EXERCISE INSTRUCTIONS: Render every line of the entries below as a Markdown table with the columns n and Line, one row per line and blank lines skipped. Leave the pictures out.

* * * * * * *

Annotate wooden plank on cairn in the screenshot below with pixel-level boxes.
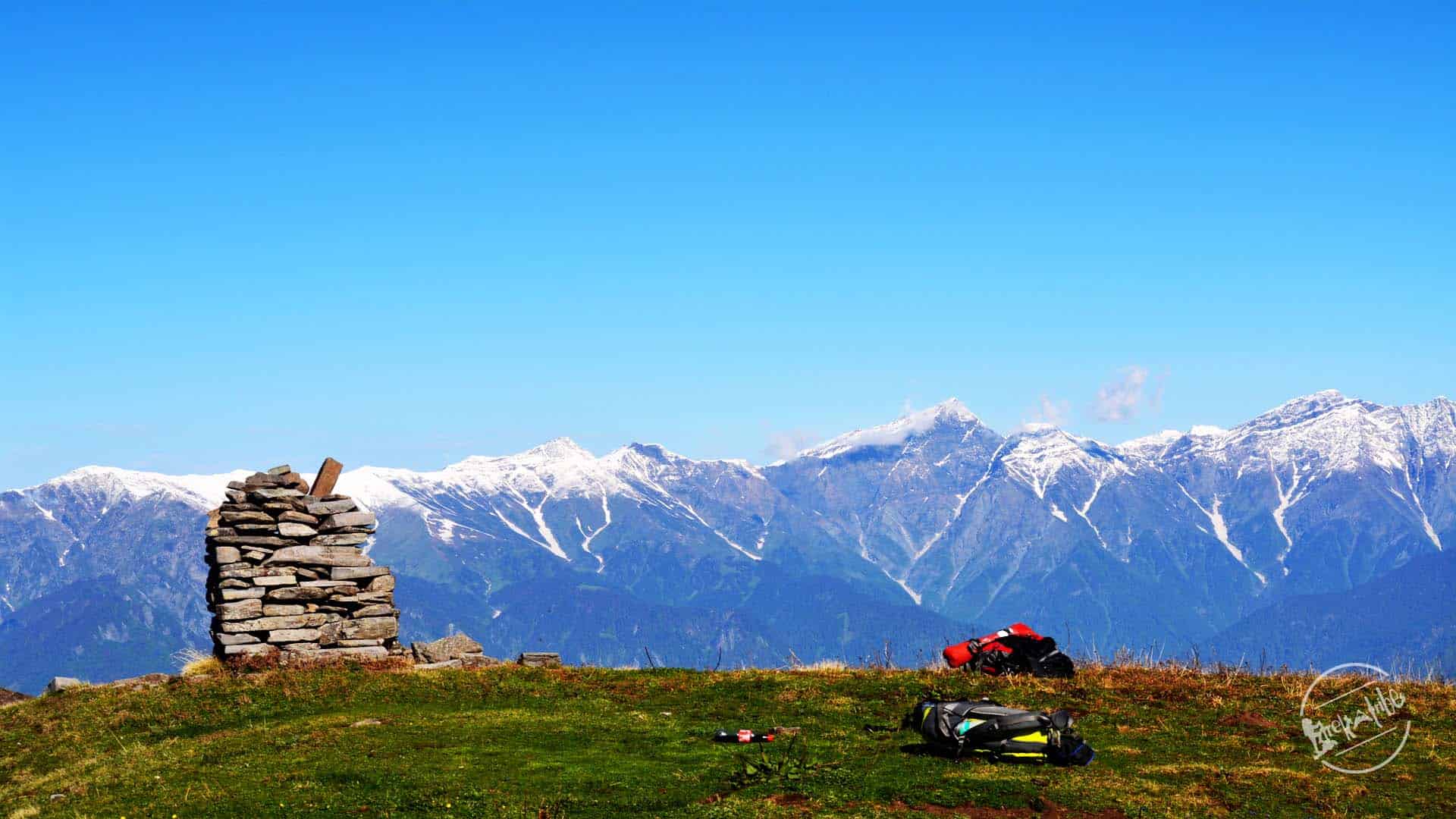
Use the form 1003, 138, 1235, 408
309, 457, 344, 497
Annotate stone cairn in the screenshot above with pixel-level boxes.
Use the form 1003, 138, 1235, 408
207, 457, 403, 663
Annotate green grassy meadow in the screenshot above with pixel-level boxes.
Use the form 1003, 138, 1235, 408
0, 666, 1456, 819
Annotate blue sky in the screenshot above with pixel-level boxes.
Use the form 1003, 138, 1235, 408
0, 5, 1456, 487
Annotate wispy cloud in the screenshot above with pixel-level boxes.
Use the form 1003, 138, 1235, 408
1092, 364, 1168, 424
1019, 394, 1072, 431
763, 430, 820, 460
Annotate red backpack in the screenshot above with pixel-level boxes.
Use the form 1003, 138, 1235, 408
942, 623, 1076, 676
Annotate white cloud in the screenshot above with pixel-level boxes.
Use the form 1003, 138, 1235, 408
1092, 364, 1168, 422
1018, 394, 1072, 433
763, 430, 820, 460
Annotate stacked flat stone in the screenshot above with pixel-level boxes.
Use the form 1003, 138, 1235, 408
207, 466, 403, 663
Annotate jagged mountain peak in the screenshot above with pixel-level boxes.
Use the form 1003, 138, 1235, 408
1233, 389, 1380, 433
22, 465, 249, 507
798, 398, 981, 459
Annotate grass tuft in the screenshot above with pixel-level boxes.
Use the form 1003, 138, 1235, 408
0, 663, 1456, 819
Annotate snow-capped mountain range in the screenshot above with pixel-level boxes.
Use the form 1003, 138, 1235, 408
0, 391, 1456, 685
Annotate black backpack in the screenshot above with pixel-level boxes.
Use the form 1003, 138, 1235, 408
900, 699, 1095, 765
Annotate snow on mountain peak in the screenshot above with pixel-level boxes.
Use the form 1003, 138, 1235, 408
1114, 430, 1185, 457
1000, 424, 1128, 497
27, 466, 250, 509
798, 398, 980, 459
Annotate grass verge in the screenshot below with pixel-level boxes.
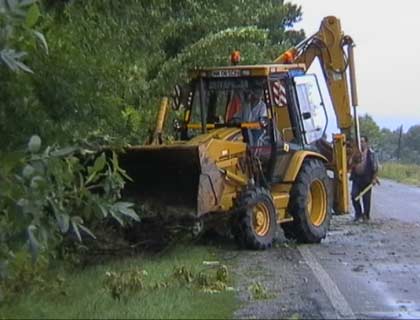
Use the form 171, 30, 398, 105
379, 162, 420, 186
0, 246, 237, 319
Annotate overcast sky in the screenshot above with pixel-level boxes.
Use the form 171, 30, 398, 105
290, 0, 420, 131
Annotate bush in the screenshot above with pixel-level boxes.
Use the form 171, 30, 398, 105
0, 136, 139, 296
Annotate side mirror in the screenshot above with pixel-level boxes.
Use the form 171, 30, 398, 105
171, 85, 182, 111
302, 112, 312, 120
172, 119, 182, 132
260, 117, 268, 129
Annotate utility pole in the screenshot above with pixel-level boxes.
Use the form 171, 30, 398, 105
397, 125, 403, 161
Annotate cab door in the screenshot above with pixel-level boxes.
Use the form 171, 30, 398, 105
293, 74, 328, 144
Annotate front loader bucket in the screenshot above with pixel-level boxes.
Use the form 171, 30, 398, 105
119, 145, 224, 217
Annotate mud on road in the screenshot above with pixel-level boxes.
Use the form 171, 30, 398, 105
229, 215, 420, 319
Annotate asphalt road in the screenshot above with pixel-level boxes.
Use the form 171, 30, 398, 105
372, 180, 420, 222
235, 180, 420, 319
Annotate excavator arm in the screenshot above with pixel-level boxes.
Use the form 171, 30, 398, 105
274, 16, 360, 150
275, 16, 360, 213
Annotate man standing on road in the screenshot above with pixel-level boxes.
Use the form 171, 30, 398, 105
350, 136, 379, 221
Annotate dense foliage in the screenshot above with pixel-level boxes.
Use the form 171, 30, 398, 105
0, 0, 303, 149
0, 0, 303, 301
359, 114, 420, 164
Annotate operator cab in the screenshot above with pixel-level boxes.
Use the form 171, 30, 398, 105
172, 64, 327, 179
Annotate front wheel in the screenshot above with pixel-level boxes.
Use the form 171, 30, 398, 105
283, 159, 332, 243
232, 188, 277, 250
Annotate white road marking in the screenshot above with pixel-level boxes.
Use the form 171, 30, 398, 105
298, 246, 356, 319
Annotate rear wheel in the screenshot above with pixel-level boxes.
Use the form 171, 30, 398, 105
283, 159, 332, 243
232, 188, 277, 250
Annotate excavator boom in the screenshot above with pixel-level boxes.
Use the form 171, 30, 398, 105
275, 16, 360, 149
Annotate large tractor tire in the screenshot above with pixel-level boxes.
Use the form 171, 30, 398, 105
232, 188, 277, 250
282, 159, 332, 243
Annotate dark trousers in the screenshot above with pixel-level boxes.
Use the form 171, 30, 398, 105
351, 178, 372, 219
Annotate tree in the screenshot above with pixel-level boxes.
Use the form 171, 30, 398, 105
0, 0, 304, 149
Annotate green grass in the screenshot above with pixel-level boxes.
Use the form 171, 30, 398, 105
0, 246, 237, 319
379, 162, 420, 186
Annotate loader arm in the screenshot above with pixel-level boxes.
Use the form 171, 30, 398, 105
275, 16, 360, 150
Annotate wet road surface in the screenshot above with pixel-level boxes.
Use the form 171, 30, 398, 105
235, 180, 420, 319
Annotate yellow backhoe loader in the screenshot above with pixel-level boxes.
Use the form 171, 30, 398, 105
120, 16, 359, 249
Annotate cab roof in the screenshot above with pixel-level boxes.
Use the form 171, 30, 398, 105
191, 63, 305, 78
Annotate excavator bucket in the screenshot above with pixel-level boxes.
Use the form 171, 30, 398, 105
119, 145, 224, 218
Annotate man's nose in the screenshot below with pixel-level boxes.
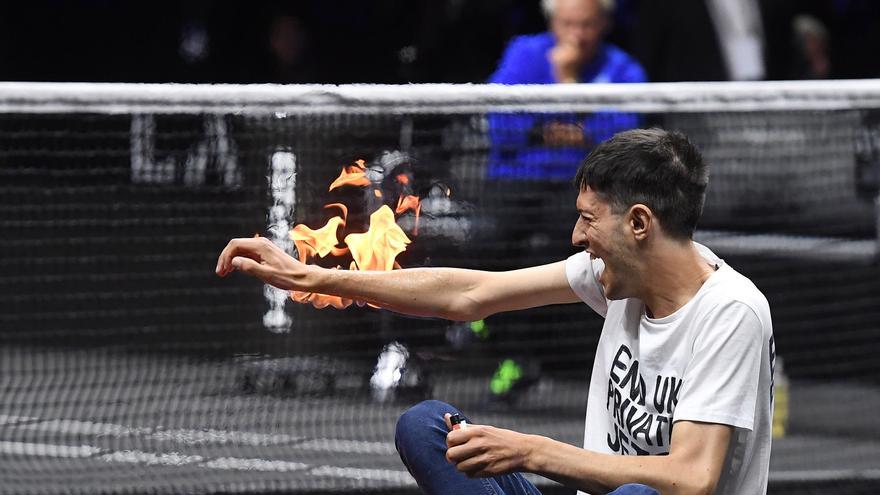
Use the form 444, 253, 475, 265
571, 225, 589, 248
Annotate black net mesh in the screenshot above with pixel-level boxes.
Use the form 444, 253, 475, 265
0, 99, 880, 493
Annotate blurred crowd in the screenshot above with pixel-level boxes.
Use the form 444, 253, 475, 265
0, 0, 880, 84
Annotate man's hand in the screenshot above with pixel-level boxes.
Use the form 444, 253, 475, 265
216, 237, 310, 290
549, 43, 585, 83
445, 414, 530, 478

* * * * * * *

WRITTEN RESPONSE:
| n | Line |
|---|---|
| 1 | Annotate wooden plank on cairn in the screenshot below with pixel-level boxes. |
| 2 | Use the form 1003, 138, 1235, 408 |
| 3 | 309, 457, 344, 497 |
| 4 | Annotate stone cairn in the screenshot above with pixel-level boxes. |
| 5 | Use the form 1003, 138, 1235, 408 |
| 6 | 207, 457, 403, 663 |
| 7 | Annotate green grassy meadow in the screenshot above with pixel-level boxes. |
| 8 | Use the form 1003, 138, 1235, 408 |
| 9 | 0, 666, 1456, 819 |
| 10 | Annotate blue sky in the screenshot above with pixel-level boxes. |
| 11 | Use the form 1003, 138, 1235, 408 |
| 12 | 0, 5, 1456, 487 |
| 13 | Annotate wispy cloud in the screenshot above with pixel-level boxes. |
| 14 | Use the form 1003, 138, 1235, 408 |
| 15 | 1092, 364, 1168, 424 |
| 16 | 1019, 394, 1072, 431 |
| 17 | 763, 430, 820, 460 |
| 18 | Annotate red backpack in the screenshot above with pixel-level boxes. |
| 19 | Use the form 1003, 138, 1235, 408 |
| 20 | 942, 623, 1076, 676 |
| 21 | Annotate white cloud in the screenshot above with pixel-level boxes. |
| 22 | Use the form 1003, 138, 1235, 408 |
| 23 | 1092, 364, 1168, 422 |
| 24 | 1018, 394, 1072, 433 |
| 25 | 763, 430, 820, 460 |
| 26 | Annotate stacked flat stone in the screenshot above with pixel-level boxes. |
| 27 | Use the form 1003, 138, 1235, 408 |
| 28 | 207, 466, 403, 663 |
| 29 | Annotate jagged mountain peak in the screenshot above with pixel-level boxes. |
| 30 | Use the form 1003, 138, 1235, 408 |
| 31 | 1233, 389, 1380, 433 |
| 32 | 22, 465, 249, 507 |
| 33 | 798, 398, 981, 459 |
| 34 | Annotate grass tuft in the screenshot above with pixel-level boxes. |
| 35 | Use the form 1003, 138, 1235, 408 |
| 36 | 0, 663, 1456, 819 |
| 37 | Annotate snow-capped mountain range in the screenshot above with pixel-level boxes. |
| 38 | Use the form 1003, 138, 1235, 408 |
| 39 | 0, 391, 1456, 685 |
| 40 | Annotate black backpack in the screenshot above with pixel-level boxes. |
| 41 | Use the form 1003, 138, 1235, 408 |
| 42 | 900, 699, 1095, 765 |
| 43 | Annotate snow on mountain peak in the screenshot above with pixel-level boxes. |
| 44 | Use the form 1003, 138, 1235, 408 |
| 45 | 1114, 430, 1185, 457 |
| 46 | 1000, 424, 1128, 497 |
| 47 | 27, 466, 250, 509 |
| 48 | 798, 398, 980, 459 |
| 49 | Annotate grass verge in the screenshot below with pixel-level boxes. |
| 50 | Use the form 171, 30, 398, 105 |
| 51 | 379, 162, 420, 186 |
| 52 | 0, 246, 237, 319 |
| 53 | Annotate overcast sky in the screenshot above with pixel-level boxes. |
| 54 | Use the form 171, 30, 398, 105 |
| 55 | 290, 0, 420, 131 |
| 56 | Annotate bush in the screenshot above with pixel-level boxes. |
| 57 | Use the form 171, 30, 398, 105 |
| 58 | 0, 136, 139, 296 |
| 59 | Annotate side mirror in the screenshot above with pixel-level boxes. |
| 60 | Use the form 171, 30, 398, 105 |
| 61 | 171, 85, 182, 111 |
| 62 | 302, 112, 312, 120 |
| 63 | 172, 119, 182, 132 |
| 64 | 260, 117, 268, 129 |
| 65 | Annotate utility pole in the screenshot above with pixel-level boxes. |
| 66 | Use the form 171, 30, 398, 105 |
| 67 | 397, 125, 403, 161 |
| 68 | Annotate cab door in the screenshot above with pixel-level boxes. |
| 69 | Use the form 171, 30, 398, 105 |
| 70 | 293, 74, 328, 144 |
| 71 | Annotate front loader bucket in the screenshot above with pixel-level boxes. |
| 72 | Use the form 171, 30, 398, 105 |
| 73 | 119, 145, 224, 217 |
| 74 | Annotate mud on road in the screenshot above with pixel-level boxes. |
| 75 | Use the form 171, 30, 398, 105 |
| 76 | 229, 215, 420, 319 |
| 77 | Annotate asphalt road in the screenshot above with pixel-level boxes. |
| 78 | Use the form 171, 30, 398, 105 |
| 79 | 372, 180, 420, 222 |
| 80 | 235, 180, 420, 319 |
| 81 | Annotate excavator arm in the screenshot above with pixel-level boxes. |
| 82 | Use the form 171, 30, 398, 105 |
| 83 | 274, 16, 360, 150 |
| 84 | 275, 16, 360, 213 |
| 85 | Annotate man standing on road in the screenshot above with pixel-level boxes. |
| 86 | Use the form 171, 30, 398, 105 |
| 87 | 350, 136, 379, 221 |
| 88 | Annotate dense foliage in the screenshot above with pixel-level boxes. |
| 89 | Use the form 171, 30, 398, 105 |
| 90 | 0, 0, 303, 149 |
| 91 | 0, 0, 303, 301 |
| 92 | 359, 114, 420, 164 |
| 93 | Annotate operator cab in the screenshot above with pixel-level boxes. |
| 94 | Use the form 171, 30, 398, 105 |
| 95 | 172, 64, 327, 179 |
| 96 | Annotate front wheel in the screenshot above with pixel-level boxes. |
| 97 | Use the form 171, 30, 398, 105 |
| 98 | 283, 159, 332, 243 |
| 99 | 232, 188, 277, 250 |
| 100 | Annotate white road marking in the screenshot above with pixel-level boxes. |
| 101 | Use the form 171, 30, 398, 105 |
| 102 | 298, 246, 356, 319 |
| 103 | Annotate rear wheel in the screenshot above with pixel-level boxes. |
| 104 | Use the form 171, 30, 398, 105 |
| 105 | 283, 159, 332, 243 |
| 106 | 232, 188, 277, 250 |
| 107 | Annotate excavator boom in the screenshot above with pixel-level boxes. |
| 108 | Use the form 171, 30, 398, 105 |
| 109 | 275, 16, 360, 149 |
| 110 | Annotate large tractor tire in the screenshot above with pixel-level boxes. |
| 111 | Use the form 171, 30, 398, 105 |
| 112 | 232, 188, 277, 250 |
| 113 | 282, 159, 332, 243 |
| 114 | Annotate dark trousers in the screenshot above with pixel-level boxes. |
| 115 | Use the form 171, 30, 398, 105 |
| 116 | 351, 178, 372, 219 |
| 117 | Annotate tree in the screenshot above with pixel-level boxes. |
| 118 | Use the form 171, 30, 398, 105 |
| 119 | 0, 0, 304, 149 |
| 120 | Annotate green grass in the screenshot above with pixel-level boxes. |
| 121 | Use the form 171, 30, 398, 105 |
| 122 | 0, 246, 237, 319 |
| 123 | 379, 162, 420, 186 |
| 124 | Annotate loader arm in the screenshot above with pixel-level boxes. |
| 125 | Use the form 171, 30, 398, 105 |
| 126 | 275, 16, 360, 150 |
| 127 | Annotate wet road surface in the screenshot above with pixel-level boxes. |
| 128 | Use the form 171, 30, 398, 105 |
| 129 | 235, 180, 420, 319 |
| 130 | Annotate yellow backhoe loader in the screenshot above with pixel-level boxes. |
| 131 | Use the form 171, 30, 398, 105 |
| 132 | 120, 16, 359, 249 |
| 133 | Annotate cab roof in the screenshot above with pixel-level boxes. |
| 134 | Use the form 171, 30, 398, 105 |
| 135 | 191, 63, 305, 78 |
| 136 | Annotate excavator bucket in the screenshot above with pixel-level boxes. |
| 137 | Use the form 171, 30, 398, 105 |
| 138 | 119, 145, 224, 218 |
| 139 | Annotate man's nose in the screenshot below with pixel-level boxes. |
| 140 | Use the form 444, 253, 475, 265 |
| 141 | 571, 225, 589, 248 |
| 142 | Annotate black net mesh in the screenshot above with pixel-level boxes. |
| 143 | Use the form 444, 253, 475, 265 |
| 144 | 0, 99, 880, 493 |
| 145 | Annotate blurred crowd in the screenshot above with pixel-level boxes. |
| 146 | Use the form 444, 253, 475, 265 |
| 147 | 0, 0, 880, 84 |
| 148 | Annotate man's hand in the screenshot above with pixel-level boxes. |
| 149 | Use the form 444, 253, 475, 265 |
| 150 | 216, 237, 310, 290 |
| 151 | 549, 43, 585, 83 |
| 152 | 445, 414, 530, 478 |